## begin

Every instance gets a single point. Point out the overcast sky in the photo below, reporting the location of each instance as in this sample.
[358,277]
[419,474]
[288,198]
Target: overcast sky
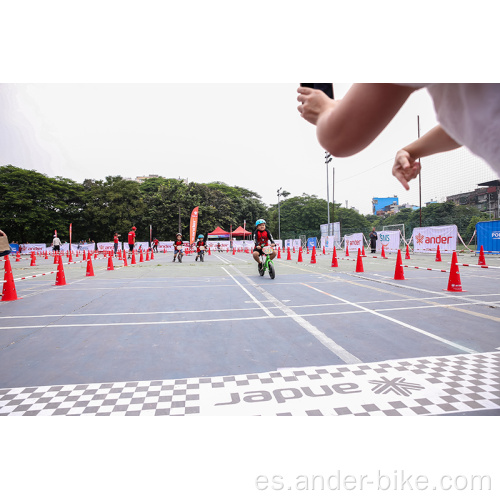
[245,134]
[249,135]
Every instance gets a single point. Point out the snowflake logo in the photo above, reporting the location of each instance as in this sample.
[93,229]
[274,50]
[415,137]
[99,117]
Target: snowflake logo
[397,385]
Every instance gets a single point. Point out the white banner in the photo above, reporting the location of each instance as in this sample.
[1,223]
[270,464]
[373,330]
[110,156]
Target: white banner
[334,233]
[426,239]
[389,240]
[354,241]
[33,247]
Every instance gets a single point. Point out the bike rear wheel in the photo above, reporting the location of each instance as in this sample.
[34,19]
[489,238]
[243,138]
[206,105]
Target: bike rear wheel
[271,270]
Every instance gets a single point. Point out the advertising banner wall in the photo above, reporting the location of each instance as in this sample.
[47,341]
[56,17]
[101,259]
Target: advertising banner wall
[389,240]
[293,244]
[488,235]
[354,241]
[33,247]
[426,239]
[334,232]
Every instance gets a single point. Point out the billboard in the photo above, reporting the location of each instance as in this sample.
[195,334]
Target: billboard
[488,235]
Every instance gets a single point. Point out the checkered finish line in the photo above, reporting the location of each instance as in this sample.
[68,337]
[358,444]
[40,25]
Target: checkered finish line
[417,386]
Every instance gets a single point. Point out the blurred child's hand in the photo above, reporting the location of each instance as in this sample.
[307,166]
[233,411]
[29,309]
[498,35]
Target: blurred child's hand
[313,103]
[405,168]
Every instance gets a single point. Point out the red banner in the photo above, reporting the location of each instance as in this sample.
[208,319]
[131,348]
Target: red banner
[193,225]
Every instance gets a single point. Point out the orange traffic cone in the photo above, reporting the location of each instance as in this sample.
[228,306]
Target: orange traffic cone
[481,261]
[313,256]
[335,262]
[60,278]
[454,283]
[9,287]
[438,255]
[359,263]
[398,272]
[90,269]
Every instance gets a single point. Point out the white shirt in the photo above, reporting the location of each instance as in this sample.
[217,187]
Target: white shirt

## end

**Objective:**
Your copy should match the entries exactly, minus the pictures.

**Result of the exercise:**
Every instance gets a single point. Point out the overcast sky in the photo below, reporting the location of each instance as in this sample.
[358,277]
[419,474]
[288,198]
Target: overcast sky
[245,134]
[249,135]
Every instance gets a single point. Point out the snowflake logo in the photo above, reporting the location of each instance as in this sample.
[93,229]
[274,50]
[415,137]
[99,117]
Target: snowflake logo
[397,385]
Every instance gets a single point. Point out the white banner in the photo above, reporting the location of each instance as in this sample.
[1,223]
[270,464]
[373,330]
[110,156]
Target: white banner
[334,233]
[426,239]
[389,240]
[354,241]
[33,247]
Every instance gets a single point. Point out the bike rear wheel in the photo above, reporting the location of each instance as in this sample.
[34,19]
[489,238]
[243,138]
[206,105]
Target: bike rear wheel
[271,270]
Every instance gets a single point. Point out the advertising banner wall in the photo above, reporting the location of each instance as in this sample.
[47,341]
[56,17]
[101,259]
Target: advertising banner wall
[389,240]
[293,244]
[488,235]
[354,241]
[33,247]
[426,239]
[334,232]
Every instance gets a single point. Point out the billboard in the photo above, reporting the location of each instance as in this sample.
[195,334]
Target: billboard
[488,235]
Every instance gets a single point. Point out the checkered finish line in the photo above, reporting the location of each instance as in this sample.
[68,337]
[358,444]
[40,25]
Target: checkered finish line
[417,386]
Every instance gets a single point. Point out the blurred child's hand in the photo above, reporting the location of each instance as in this sample.
[307,166]
[233,411]
[29,309]
[498,35]
Target: blurred child's hand
[313,103]
[405,168]
Every instance gets a single point. Point out the red banner in the photo above, reporting the location of each instance as in this sample.
[208,319]
[131,348]
Target: red banner
[193,225]
Every instance gets a single point. Point out the orange traffic cone in the photo above, reporting the location of each instance as in this sample.
[228,306]
Target: orange traffic cone
[481,261]
[313,256]
[335,262]
[60,278]
[454,283]
[9,287]
[438,255]
[359,263]
[398,272]
[90,269]
Every instance gets a single point. Point out the white shirt in the photo above, reporting the location of each instance as in this sample.
[217,187]
Target: white shirt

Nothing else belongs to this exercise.